Task to complete: Lines from the one containing "dark suit jacket" through the last line of the data are to be repeated word for word, both ends included.

┏━━

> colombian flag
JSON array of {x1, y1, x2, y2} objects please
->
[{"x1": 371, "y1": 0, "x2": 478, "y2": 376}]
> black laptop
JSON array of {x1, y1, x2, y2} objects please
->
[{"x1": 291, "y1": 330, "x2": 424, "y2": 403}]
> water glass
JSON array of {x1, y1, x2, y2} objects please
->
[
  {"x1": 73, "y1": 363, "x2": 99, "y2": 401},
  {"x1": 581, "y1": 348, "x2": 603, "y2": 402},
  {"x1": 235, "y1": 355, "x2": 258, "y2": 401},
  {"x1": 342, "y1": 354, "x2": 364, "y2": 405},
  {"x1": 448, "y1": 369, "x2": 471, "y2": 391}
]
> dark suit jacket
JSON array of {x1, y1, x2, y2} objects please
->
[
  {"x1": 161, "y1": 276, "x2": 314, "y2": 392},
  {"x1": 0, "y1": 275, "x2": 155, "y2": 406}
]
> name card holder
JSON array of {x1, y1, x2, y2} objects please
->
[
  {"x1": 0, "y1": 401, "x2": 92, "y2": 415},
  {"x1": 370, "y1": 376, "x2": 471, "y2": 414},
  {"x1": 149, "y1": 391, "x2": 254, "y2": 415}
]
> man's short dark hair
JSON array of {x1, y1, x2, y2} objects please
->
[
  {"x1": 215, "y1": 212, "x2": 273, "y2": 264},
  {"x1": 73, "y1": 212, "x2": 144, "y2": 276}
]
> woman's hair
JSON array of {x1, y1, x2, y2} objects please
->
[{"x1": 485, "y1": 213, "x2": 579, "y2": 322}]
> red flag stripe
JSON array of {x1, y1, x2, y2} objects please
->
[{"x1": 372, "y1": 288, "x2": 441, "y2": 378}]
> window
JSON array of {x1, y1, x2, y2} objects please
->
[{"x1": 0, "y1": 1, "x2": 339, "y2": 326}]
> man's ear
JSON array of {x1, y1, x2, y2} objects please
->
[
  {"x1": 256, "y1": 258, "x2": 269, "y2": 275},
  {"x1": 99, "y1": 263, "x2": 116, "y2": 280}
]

┗━━

The completed task:
> dark suit jacket
JSON array of {x1, y1, x2, y2} objects please
->
[
  {"x1": 161, "y1": 276, "x2": 314, "y2": 392},
  {"x1": 0, "y1": 275, "x2": 155, "y2": 406}
]
> name card holder
JSON array of {x1, y1, x2, y2} objects please
->
[
  {"x1": 0, "y1": 401, "x2": 92, "y2": 415},
  {"x1": 370, "y1": 376, "x2": 471, "y2": 414},
  {"x1": 149, "y1": 391, "x2": 254, "y2": 415}
]
> man's short dark hair
JSON array of {x1, y1, x2, y2} objects please
->
[
  {"x1": 215, "y1": 212, "x2": 273, "y2": 264},
  {"x1": 73, "y1": 212, "x2": 144, "y2": 276}
]
> woman's hair
JSON array of {x1, y1, x2, y2} objects please
->
[{"x1": 485, "y1": 213, "x2": 579, "y2": 322}]
> red flag stripe
JSON array of {x1, y1, x2, y2} objects please
->
[{"x1": 372, "y1": 288, "x2": 441, "y2": 378}]
> window
JSON array of {x1, y1, x2, y2} objects please
->
[{"x1": 0, "y1": 1, "x2": 339, "y2": 326}]
> man's ear
JSON array of {x1, y1, x2, y2} objects please
->
[
  {"x1": 256, "y1": 258, "x2": 269, "y2": 275},
  {"x1": 99, "y1": 263, "x2": 116, "y2": 280}
]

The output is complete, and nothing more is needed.